Overview

The Horton VR project aims to create an immersive storytelling experience using virtual reality (VR) technology to bring to life the extraordinary story of George Moses Horton, an African American poet who overcame the challenges of slavery and illiteracy during the Antebellum period in the United States.

Showcasing my expertise as the Lead Developer and Designer for this project underscores my proficiency in Design Research. My skill set centers on XR, encompassing augmented, virtual, and mixed reality, spatial audio, and character design, as well as User Experience.

Haw River, North Carolina

This image represents a landmark for George Moses Horton along his walk to UNC-Chapel Hill. It helps the audience identify the environments and spaces that Horton once stepped foot.

Detail 1

The Horton VR research project, led by Dr. Cecil Brown at Stanford University’s Centre for Spatial and Textual Analysis (CESTA), who has extensive knowledge of Folklore, African American literature and Black heritage sites; with anthropological research being conducted by myself, a Ph.D. candidate at Simon Fraser University in the School of Interactive Arts and Technology (SIAT), under the supervision of cultural anthropologist Dr. Kate Hennessy and the Making Culture Lab (MCL), who has a deep knowledge of Media, multimodal anthropological practice looking at fugitive archives; along with Dr. Steve DiPaola at the SIAT iVizLab, who is a highly regarded scholar and innovator with artificial intelligence (AI) including computational systems for expression, movement, and gestures; and Reese Muntean Ph.D. in 360˚ photography, film, and preservation of intangible heritage, all come together lending their trans-disciplinary knowledge to ask critical questions that make this project robust and ripe for this modality of storytelling all taking place in and around the UNC-Chapel Hill campus.

 

A Day in the Life of Horton

Role-playing scene: fictionalized Horton avatar ( right) is approached with a request for a poem by another avatar (left).

(Data provided):
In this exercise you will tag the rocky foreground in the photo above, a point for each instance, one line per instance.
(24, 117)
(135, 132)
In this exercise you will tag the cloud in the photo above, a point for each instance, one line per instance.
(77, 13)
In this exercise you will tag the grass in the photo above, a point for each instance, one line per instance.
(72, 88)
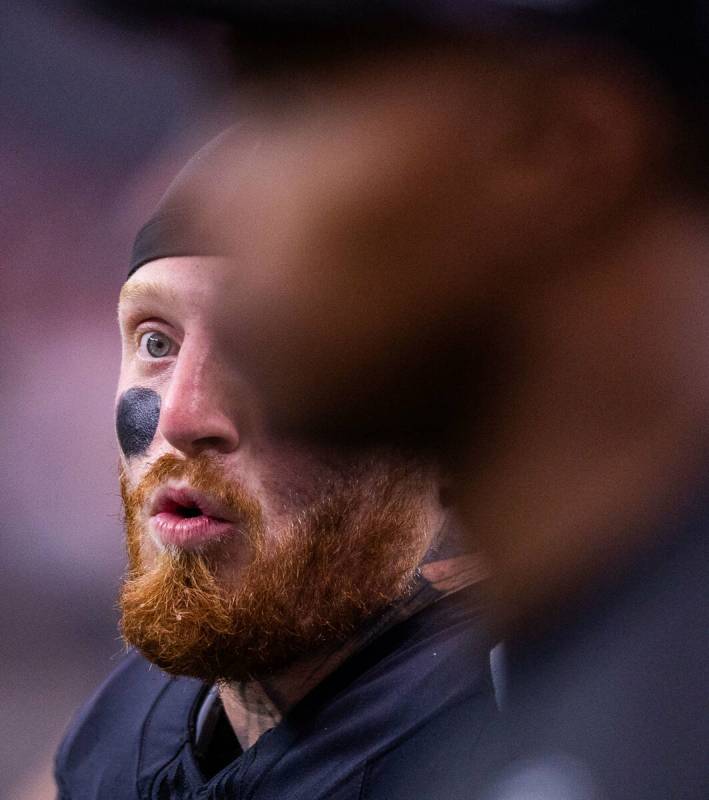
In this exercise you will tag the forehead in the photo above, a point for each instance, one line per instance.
(175, 281)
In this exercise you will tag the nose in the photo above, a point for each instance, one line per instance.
(197, 413)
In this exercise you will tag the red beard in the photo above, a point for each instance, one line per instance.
(342, 560)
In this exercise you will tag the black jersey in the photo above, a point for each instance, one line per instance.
(412, 715)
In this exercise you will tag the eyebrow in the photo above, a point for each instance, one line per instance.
(145, 290)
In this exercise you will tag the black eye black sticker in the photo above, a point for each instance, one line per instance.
(137, 416)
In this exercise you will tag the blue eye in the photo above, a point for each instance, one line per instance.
(155, 344)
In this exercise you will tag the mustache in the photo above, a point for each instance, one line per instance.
(204, 474)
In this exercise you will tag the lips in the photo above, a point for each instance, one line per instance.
(184, 518)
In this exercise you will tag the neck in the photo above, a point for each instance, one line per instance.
(254, 707)
(604, 428)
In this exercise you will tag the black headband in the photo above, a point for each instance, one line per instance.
(174, 229)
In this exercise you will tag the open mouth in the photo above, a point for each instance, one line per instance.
(187, 519)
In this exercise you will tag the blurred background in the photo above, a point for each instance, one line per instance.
(97, 115)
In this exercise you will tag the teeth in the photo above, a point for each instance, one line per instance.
(192, 511)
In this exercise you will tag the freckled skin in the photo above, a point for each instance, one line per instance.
(137, 416)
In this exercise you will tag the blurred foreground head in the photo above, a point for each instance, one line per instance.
(485, 235)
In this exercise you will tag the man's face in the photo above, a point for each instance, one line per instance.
(246, 553)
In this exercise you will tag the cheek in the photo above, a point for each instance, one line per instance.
(137, 415)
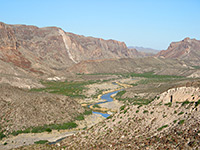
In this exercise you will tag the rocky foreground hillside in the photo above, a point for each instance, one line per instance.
(21, 109)
(158, 125)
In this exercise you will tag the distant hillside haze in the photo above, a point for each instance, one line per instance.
(143, 49)
(187, 50)
(50, 49)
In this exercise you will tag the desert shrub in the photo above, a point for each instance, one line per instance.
(122, 107)
(2, 135)
(48, 129)
(165, 126)
(80, 117)
(168, 104)
(87, 112)
(96, 106)
(180, 113)
(185, 102)
(41, 142)
(145, 111)
(181, 122)
(197, 103)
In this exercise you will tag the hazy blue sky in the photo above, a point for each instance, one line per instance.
(148, 23)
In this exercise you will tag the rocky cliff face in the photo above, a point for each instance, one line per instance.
(187, 49)
(51, 50)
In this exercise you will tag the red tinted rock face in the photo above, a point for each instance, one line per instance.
(50, 48)
(9, 48)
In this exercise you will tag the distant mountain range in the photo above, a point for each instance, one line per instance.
(144, 49)
(50, 51)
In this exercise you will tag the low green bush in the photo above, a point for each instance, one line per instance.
(145, 111)
(165, 126)
(2, 135)
(181, 122)
(180, 113)
(122, 107)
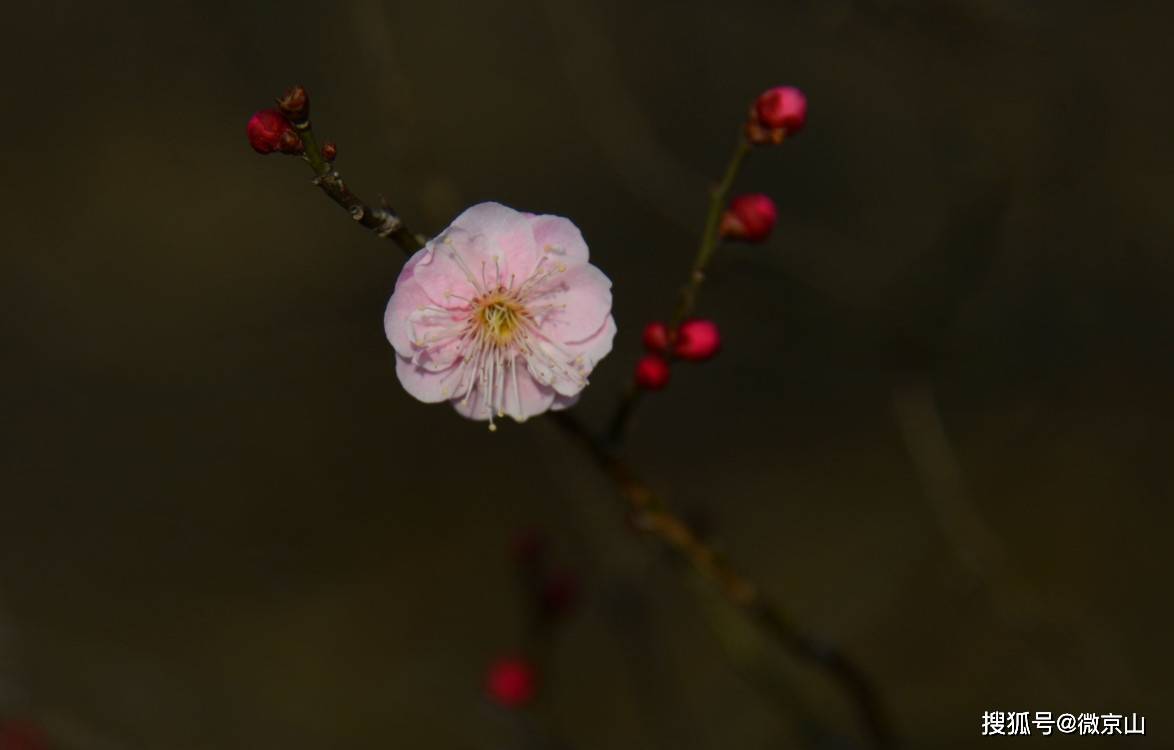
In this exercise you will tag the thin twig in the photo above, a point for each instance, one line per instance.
(650, 515)
(382, 220)
(688, 297)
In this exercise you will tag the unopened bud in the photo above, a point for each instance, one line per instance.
(776, 113)
(265, 130)
(295, 105)
(511, 682)
(656, 337)
(696, 340)
(291, 143)
(749, 217)
(652, 372)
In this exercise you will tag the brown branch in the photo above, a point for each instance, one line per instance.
(648, 513)
(382, 220)
(652, 517)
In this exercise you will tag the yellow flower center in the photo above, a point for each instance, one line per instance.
(499, 316)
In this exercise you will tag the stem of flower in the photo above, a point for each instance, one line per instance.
(688, 299)
(650, 515)
(709, 237)
(382, 220)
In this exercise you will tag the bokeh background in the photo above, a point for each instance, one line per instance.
(939, 433)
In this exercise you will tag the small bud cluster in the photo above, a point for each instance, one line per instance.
(777, 113)
(749, 217)
(694, 340)
(276, 129)
(269, 132)
(552, 594)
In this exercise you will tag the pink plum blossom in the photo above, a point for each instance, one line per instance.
(501, 315)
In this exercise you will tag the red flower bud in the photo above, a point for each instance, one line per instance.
(697, 340)
(656, 337)
(265, 129)
(652, 372)
(511, 682)
(291, 143)
(295, 105)
(749, 217)
(782, 107)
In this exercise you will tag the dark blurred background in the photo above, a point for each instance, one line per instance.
(939, 432)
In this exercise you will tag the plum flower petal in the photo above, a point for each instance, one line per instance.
(501, 315)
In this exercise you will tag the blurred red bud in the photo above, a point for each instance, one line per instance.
(290, 143)
(696, 340)
(295, 103)
(749, 217)
(511, 682)
(656, 337)
(652, 372)
(265, 130)
(782, 107)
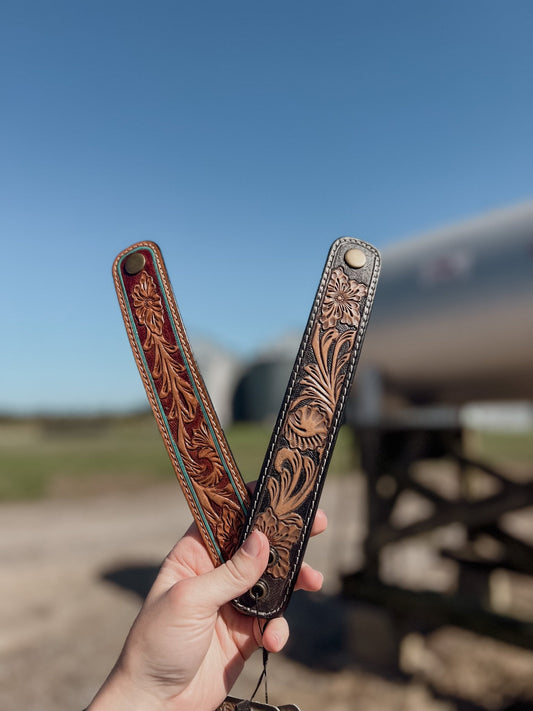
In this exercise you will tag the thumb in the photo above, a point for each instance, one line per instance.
(238, 574)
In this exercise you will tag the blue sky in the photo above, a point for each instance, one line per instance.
(243, 138)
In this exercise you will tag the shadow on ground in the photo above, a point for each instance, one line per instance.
(332, 634)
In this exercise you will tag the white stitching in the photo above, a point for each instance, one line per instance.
(340, 407)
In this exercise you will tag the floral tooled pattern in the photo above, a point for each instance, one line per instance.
(193, 438)
(308, 421)
(342, 300)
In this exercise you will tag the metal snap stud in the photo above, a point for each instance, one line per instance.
(259, 590)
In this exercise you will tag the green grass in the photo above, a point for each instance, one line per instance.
(77, 456)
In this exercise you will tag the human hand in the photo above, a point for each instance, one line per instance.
(188, 644)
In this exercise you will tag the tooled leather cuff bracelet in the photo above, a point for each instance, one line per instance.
(192, 434)
(292, 476)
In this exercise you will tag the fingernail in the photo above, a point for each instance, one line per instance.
(252, 545)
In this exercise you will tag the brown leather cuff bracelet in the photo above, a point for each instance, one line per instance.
(192, 434)
(287, 494)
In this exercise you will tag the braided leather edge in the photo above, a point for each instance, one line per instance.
(221, 457)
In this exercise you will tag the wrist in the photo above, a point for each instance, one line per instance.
(120, 694)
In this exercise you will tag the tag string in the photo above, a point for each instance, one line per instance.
(263, 676)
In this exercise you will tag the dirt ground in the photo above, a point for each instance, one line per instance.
(73, 570)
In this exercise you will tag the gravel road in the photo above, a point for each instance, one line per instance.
(67, 606)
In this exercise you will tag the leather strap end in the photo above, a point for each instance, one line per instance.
(193, 437)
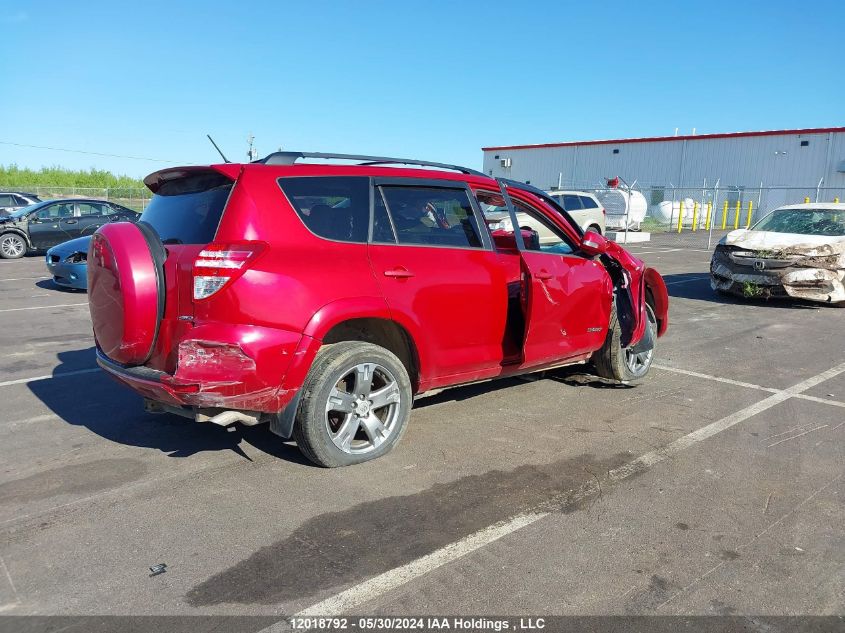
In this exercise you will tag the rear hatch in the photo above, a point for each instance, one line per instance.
(180, 221)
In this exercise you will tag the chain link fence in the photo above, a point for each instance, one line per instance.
(133, 198)
(698, 217)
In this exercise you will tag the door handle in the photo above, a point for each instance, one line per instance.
(398, 273)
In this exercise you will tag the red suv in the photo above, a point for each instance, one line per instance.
(322, 298)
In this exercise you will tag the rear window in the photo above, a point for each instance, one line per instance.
(571, 202)
(333, 207)
(188, 210)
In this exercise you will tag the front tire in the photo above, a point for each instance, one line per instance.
(620, 364)
(355, 404)
(12, 246)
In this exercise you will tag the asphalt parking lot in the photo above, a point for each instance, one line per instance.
(715, 487)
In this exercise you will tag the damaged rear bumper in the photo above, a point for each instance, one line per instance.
(766, 278)
(224, 373)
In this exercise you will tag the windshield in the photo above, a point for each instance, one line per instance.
(19, 213)
(804, 222)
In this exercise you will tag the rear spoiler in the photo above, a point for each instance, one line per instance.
(157, 179)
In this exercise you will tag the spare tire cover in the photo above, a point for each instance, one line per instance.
(126, 290)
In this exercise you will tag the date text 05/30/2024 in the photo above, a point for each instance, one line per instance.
(432, 623)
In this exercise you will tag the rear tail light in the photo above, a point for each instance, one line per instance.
(219, 264)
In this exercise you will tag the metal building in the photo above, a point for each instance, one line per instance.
(785, 164)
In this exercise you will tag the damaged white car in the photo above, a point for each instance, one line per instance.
(796, 251)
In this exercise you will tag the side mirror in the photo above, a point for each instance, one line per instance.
(593, 244)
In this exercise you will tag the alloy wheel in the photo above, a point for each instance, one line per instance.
(11, 246)
(362, 409)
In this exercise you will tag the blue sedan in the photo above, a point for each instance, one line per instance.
(67, 263)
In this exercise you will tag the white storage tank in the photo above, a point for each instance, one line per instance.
(667, 211)
(621, 204)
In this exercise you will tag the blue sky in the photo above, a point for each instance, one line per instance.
(433, 80)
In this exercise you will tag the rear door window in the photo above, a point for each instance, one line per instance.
(432, 216)
(335, 208)
(87, 209)
(188, 210)
(588, 202)
(571, 202)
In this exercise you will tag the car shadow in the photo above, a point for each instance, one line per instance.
(49, 284)
(697, 286)
(112, 411)
(574, 376)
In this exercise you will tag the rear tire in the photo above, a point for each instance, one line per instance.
(614, 362)
(355, 405)
(12, 246)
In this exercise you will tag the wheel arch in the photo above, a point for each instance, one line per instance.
(658, 298)
(368, 319)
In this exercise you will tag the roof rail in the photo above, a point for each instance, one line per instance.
(289, 158)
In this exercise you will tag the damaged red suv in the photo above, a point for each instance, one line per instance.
(322, 298)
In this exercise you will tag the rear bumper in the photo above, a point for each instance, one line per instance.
(216, 375)
(69, 275)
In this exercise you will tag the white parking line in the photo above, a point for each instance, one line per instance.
(686, 281)
(22, 381)
(381, 584)
(62, 305)
(747, 385)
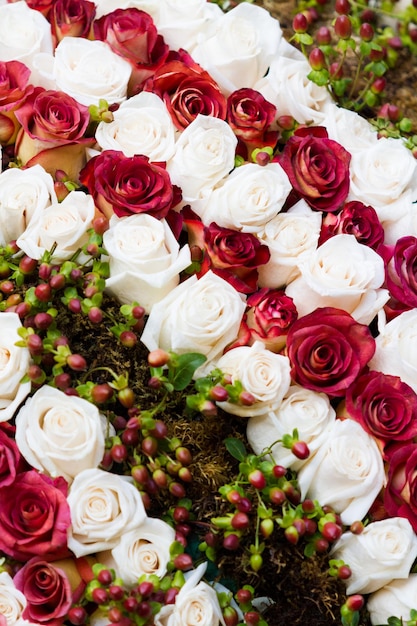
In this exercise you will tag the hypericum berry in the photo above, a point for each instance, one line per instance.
(240, 521)
(183, 562)
(43, 292)
(77, 615)
(158, 358)
(257, 479)
(300, 23)
(76, 362)
(343, 27)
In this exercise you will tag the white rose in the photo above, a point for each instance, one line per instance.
(23, 194)
(86, 70)
(62, 223)
(286, 85)
(145, 259)
(143, 551)
(204, 154)
(291, 238)
(384, 551)
(60, 435)
(349, 129)
(183, 22)
(12, 601)
(141, 125)
(395, 599)
(396, 348)
(341, 273)
(248, 198)
(14, 363)
(384, 176)
(307, 411)
(239, 47)
(347, 472)
(24, 33)
(197, 316)
(103, 507)
(263, 373)
(195, 604)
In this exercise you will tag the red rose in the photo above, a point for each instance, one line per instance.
(132, 34)
(11, 461)
(249, 115)
(271, 314)
(34, 517)
(187, 90)
(71, 18)
(318, 168)
(400, 495)
(14, 88)
(53, 132)
(354, 219)
(127, 185)
(385, 407)
(47, 591)
(328, 350)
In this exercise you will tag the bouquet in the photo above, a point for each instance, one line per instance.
(207, 326)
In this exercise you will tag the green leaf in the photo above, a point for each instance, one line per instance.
(236, 448)
(181, 375)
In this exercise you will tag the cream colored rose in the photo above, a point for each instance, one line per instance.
(307, 411)
(23, 194)
(347, 472)
(86, 70)
(291, 238)
(396, 348)
(60, 435)
(204, 154)
(14, 363)
(24, 33)
(103, 506)
(263, 373)
(145, 259)
(248, 198)
(141, 125)
(286, 85)
(384, 176)
(341, 273)
(239, 48)
(62, 223)
(196, 604)
(12, 601)
(143, 551)
(397, 598)
(197, 316)
(384, 551)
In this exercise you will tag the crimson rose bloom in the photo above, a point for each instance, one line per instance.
(71, 18)
(47, 591)
(187, 90)
(127, 185)
(318, 168)
(271, 314)
(328, 350)
(354, 219)
(132, 34)
(14, 88)
(400, 495)
(34, 517)
(385, 406)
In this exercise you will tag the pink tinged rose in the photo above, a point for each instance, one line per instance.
(47, 591)
(318, 168)
(328, 350)
(34, 517)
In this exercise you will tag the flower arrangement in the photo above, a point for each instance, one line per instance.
(207, 324)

(Challenges):
[a] Could you copy the rows word for word, everything from the row containing "In this exercise you will tag the pink tinged" down to the last row?
[b] Can you resume the overview of the Horton VR project from its final sentence?

(Answers for this exercise):
[a]
In this exercise you will tag the pink tinged rose in the photo above, a point for each instance, one line per instance.
(47, 591)
(318, 168)
(328, 350)
(34, 517)
In this exercise you will tag the flower arrangement in the photo above, a point for each instance, one line per instance.
(207, 324)

[b]
Detail 2

The extraordinary life of George Moses Horton who, though born a slave, became a great American poet in North Carolina where literacy was denied to slaves. Horton managed to escape the censorship of slave literacy laws by becoming an oral poet. Our goal is to design an immersive story using VR that can teach history in the same format it was originally experienced. To bring back to life an underappreciated artist whose poetry challenged the divisiveness of antebellum America. By way of Horton’s story, we are investigating how empathy and presence are created using game design, avatars, and immersive narrative techniques that allow players to view Horton’s life from the inside. With reading, you have to accept the conclusion that the author has decided for you. By arriving at this particular way of interaction the player influences the way the story turns out.

A Request for a Love Poem ‘Oral storytelling is intimately concerned with audience’ (Ashe 2013), this is also true in the case of narrative role-playing where the use of an avatar situates the player ‘within the frame’ and the interaction between the avatar, player, and environment places the so-called reader in the middle of the story, unlike a traditional reading experience. To experience Horton’s poetry directly as an avatar in a game makes his work more accessible to audiences familiar with a gamified style of learning (Pereira et al. 2021).

Using Tivoli Cloud VR, an open-source, multiple-user virtual reality platform where people can interact through avatars, we leveraged Ready Player Me, an easily integrated avatar system used across platforms for multiple games. The team created an acoustic avatar of George Moses Horton and placed him inside the virtual environment (Tivoli Cloud VR) to demonstrate how users might ‘experience’ Horton’s poetry beyond the traditional frame of text. By doing so, we can now deploy other players to interact with the Horton avatar and his poetry in a virtual environment as well.

Horton was often approached by students on UNC-Chapel Hill’s campus where they would request romantic poems that they could write down and share with women who they wanted to impress. With this guiding information as the base of our storyline, we created a simulation, seen in image 2, where John would ask Horton to create a poem that he could give to his beloved wife Catherine. As researcher, participant, and role player in the game, this caused for ‘improvisation’ from the story's original script intertwined with historical aspects of Horton's real biography, along with new information based on the player's request. In other words, we learned to bridge the historical account with a contemporary subject matter through the avatar/character’s request or input which outlined a few specific attributes about Catherine that were weaved into Horton’s poem.

Horton At Work

Re-enactment of Horton created an acrostic poem for a student on the spot.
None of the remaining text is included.